■ Data extracts ■
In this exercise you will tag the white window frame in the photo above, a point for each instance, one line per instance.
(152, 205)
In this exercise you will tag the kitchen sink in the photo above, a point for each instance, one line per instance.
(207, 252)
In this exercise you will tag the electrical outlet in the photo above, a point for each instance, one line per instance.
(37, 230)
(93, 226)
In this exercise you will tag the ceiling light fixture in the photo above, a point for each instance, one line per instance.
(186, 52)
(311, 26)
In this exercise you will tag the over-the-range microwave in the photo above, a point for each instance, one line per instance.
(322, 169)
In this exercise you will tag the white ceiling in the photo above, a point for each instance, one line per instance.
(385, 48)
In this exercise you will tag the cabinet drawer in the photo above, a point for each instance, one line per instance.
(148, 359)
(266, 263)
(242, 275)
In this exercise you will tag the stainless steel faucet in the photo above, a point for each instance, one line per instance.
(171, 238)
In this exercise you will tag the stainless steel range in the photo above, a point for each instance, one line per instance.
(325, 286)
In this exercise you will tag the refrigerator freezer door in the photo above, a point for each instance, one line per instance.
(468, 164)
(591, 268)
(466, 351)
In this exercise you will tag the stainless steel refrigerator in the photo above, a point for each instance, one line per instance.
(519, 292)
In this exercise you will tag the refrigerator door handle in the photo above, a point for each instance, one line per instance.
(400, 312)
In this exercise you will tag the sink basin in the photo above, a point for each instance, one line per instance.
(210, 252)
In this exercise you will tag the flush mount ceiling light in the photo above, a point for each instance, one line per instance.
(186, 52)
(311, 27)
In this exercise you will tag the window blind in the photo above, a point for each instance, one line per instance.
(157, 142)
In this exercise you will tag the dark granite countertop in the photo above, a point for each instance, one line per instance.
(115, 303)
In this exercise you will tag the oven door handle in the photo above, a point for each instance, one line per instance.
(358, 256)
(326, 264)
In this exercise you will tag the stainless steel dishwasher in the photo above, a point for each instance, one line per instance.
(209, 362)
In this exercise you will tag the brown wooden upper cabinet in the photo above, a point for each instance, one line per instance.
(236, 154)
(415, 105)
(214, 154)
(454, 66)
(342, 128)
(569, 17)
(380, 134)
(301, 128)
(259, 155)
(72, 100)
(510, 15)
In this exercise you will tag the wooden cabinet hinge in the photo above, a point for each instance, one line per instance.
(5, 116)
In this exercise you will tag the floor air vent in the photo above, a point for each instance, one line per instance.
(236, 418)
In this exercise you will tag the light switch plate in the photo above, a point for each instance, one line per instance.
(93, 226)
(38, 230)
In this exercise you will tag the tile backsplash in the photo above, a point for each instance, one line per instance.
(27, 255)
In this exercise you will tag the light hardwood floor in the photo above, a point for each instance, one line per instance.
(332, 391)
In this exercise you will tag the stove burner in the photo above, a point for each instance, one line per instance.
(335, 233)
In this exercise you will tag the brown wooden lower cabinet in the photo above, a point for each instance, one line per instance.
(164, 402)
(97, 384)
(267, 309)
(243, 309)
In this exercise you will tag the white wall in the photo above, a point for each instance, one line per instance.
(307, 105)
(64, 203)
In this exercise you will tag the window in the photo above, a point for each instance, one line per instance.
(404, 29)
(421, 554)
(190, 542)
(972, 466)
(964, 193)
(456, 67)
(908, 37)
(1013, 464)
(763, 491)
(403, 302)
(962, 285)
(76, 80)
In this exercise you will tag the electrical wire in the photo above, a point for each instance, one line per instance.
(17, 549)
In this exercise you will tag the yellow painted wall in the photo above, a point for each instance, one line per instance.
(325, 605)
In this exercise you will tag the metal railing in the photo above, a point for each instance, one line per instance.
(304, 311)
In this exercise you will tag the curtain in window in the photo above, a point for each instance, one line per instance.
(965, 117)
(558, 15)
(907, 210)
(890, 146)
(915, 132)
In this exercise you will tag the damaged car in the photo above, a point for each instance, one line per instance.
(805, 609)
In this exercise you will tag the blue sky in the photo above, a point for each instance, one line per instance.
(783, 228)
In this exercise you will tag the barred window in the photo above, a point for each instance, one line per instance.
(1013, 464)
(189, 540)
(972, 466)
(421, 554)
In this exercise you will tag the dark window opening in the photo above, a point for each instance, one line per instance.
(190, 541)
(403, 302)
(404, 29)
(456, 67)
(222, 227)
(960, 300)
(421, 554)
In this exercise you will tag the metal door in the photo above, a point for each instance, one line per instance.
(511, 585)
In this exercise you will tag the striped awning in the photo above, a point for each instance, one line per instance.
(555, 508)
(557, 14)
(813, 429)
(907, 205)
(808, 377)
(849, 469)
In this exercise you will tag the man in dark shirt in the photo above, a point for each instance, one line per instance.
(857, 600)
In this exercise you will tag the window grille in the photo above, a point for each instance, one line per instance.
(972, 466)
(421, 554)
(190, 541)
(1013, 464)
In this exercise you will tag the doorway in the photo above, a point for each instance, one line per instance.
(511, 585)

■ Directions ■
No line before the one with "In this exercise you will tag the striped" belongs in the answer; copy that line and the rest of the records exactly.

■ Exercise solution ■
In this exercise you will tag the striped awning in the photo above, a point for each instance, one line per instance.
(555, 508)
(557, 14)
(813, 429)
(907, 205)
(808, 377)
(849, 469)
In this exercise you will tag the man in dark shirt in the photo above, a point for each instance, one line per instance.
(857, 600)
In this exercise you will tag the window grille in the photo above, a point for each instance, one line per instance.
(972, 466)
(421, 554)
(190, 541)
(1013, 464)
In this exercise you will tag the doorway in the photo above, a point for each instance, one line per instance.
(511, 585)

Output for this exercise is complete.